Start EXCERPTED PASSAGE

Bookmark and Share

Notice: On March 31, it was announced that Statalist is moving from an email list to a forum. The old list will shut down at the end of May, and its replacement, statalist.org is already up and running.


[Date Prev][Date Next][Thread Prev][Thread Next][Date Index][Thread Index]

Re: st: how can i make my loop run faster?


From   Partho Sarkar <partho.ss+lists@gmail.com>
To   statalist@hsphsun2.harvard.edu
Subject   Re: st: how can i make my loop run faster?
Date   Tue, 20 Sep 2011 10:03:04 +0530

I guess Stefano might have solved his problem by now, but just to
complete this, here is a post by  Brian R. Landy from an older thread
which gives the complete code for -rolling-, including merging the
results files.

http://www.stata.com/statalist/archive/2009-09/msg01239.html

The thread also points out the speed problems with rolling for panel data.

P.Sarkar

On Mon, Sep 19, 2011 at 10:18 PM, Partho Sarkar
<partho.ss+lists@gmail.com> wrote:
> Sorry, I made a mistake in that post. -rolling- will only work on one
> panel at a time, So you could do :
>
> levelsof firm==`z', local(firms)
> foreach j of local firms {
> rolling _b if firm=`j',w(20)  saving(tryroll`j'): regress y x
> }
>
> Partho
>
> On Mon, Sep 19, 2011 at 10:02 PM, Partho Sarkar
> <partho.ss+lists@gmail.com> wrote:
>> I think the  -rolling- time series command can help do this.  E.g.
>> once you a) tsset the panel as before, and b) sort the dataset by
>> -sort panelvar datevar-
>>
>> rolling _b,w(20)  saving(tryroll): regress y x
>>
>> would divide up your entire time span into overlapping windows of
>> width 20, run a regression for each panel in each window, and save the
>> panel ids, the start & end of each window, and the regression
>> coefficients, in a Stata data file called "tryroll".
>>
>> See -help rolling- and the manual entry for details & examples.  Given
>> your special requirements, you will probably have to do this in 2 or
>> more steps, and manipulate the results further to get exactly what you
>> want.
>>
>> Partho
>>
>> On Mon, Sep 19, 2011 at 8:20 PM, Stefano Rossi <sr525@cornell.edu> wrote:
>>> Partho,
>>>
>>> Many thanks for this, it is very helpful.
>>>
>>> This raises one question, though: a crucial part of my procedure is that I need to run regressions only on 12 observations for each firm-period pair; that is, if a firm i has data back to period t=-50, say, I still have to run the regression only on the 12 observations from -1 to -12, ignoring all others.  This worked well with my loop, but I do not see readily how to do this with statsby.  Can you please advise?

End EXCERPTED PASSAGE
Start LISTING

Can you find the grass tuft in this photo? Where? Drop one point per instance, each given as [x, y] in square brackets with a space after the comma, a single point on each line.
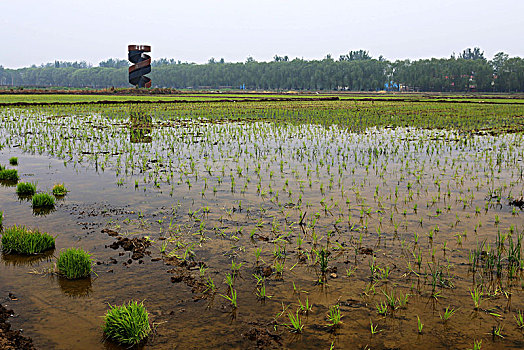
[43, 200]
[74, 263]
[59, 190]
[127, 324]
[18, 239]
[9, 175]
[26, 188]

End LISTING

**EXERCISE TASKS**
1) From the Statalist thread on making a loop run faster, transcribe the text from "I guess Stefano" up to and including "results files.".
2) Answer these questions about the Statalist thread on making a loop run faster:
(a) When will the old email list shut down?
(b) Whose post from an older thread gives the complete code for -rolling-?
(c) In the first -rolling- command suggested, what is the Stata data file for the results called?
3) Resume the Statalist thread on making a loop run faster, starting after its last sentence.

**RESPONSES FOR EACH TASK**
1)
I guess Stefano might have solved his problem by now, but just to
complete this, here is a post by  Brian R. Landy from an older thread
which gives the complete code for -rolling-, including merging the
results files.

2)
(a) At the end of May.
(b) Brian R. Landy's.
(c) "tryroll".

3)
>>>
>>> Best,
>>>
>>> Stefano
>>>
>>>
>>>
>>> -----Original Message-----
>>> From: owner-statalist@hsphsun2.harvard.edu [mailto:owner-statalist@hsphsun2.harvard.edu] On Behalf Of Partho Sarkar
>>> Sent: Monday, September 19, 2011 1:06 AM
>>> To: statalist@hsphsun2.harvard.edu
>>> Subject: Re: st: how can i make my loop run faster?
>>>
>>> Stefano
>>>
>>> You don't seem to be actually making any use of the panel structure of
>>> the data.  Stata has very neat built-in procedures for dealing with
>>> such data.
>>>
>>> Very briefly, 2 pointers (I am ignoring the special wrinkle in your
>>> problem that you want to run 20 seoarate regressions for each "firm
>>> i-period t" pair- you would have to adapt the procedure accordingly):
>>>
>>> A.  I would use -tsfill, full- to fill in the time values and balance the panel.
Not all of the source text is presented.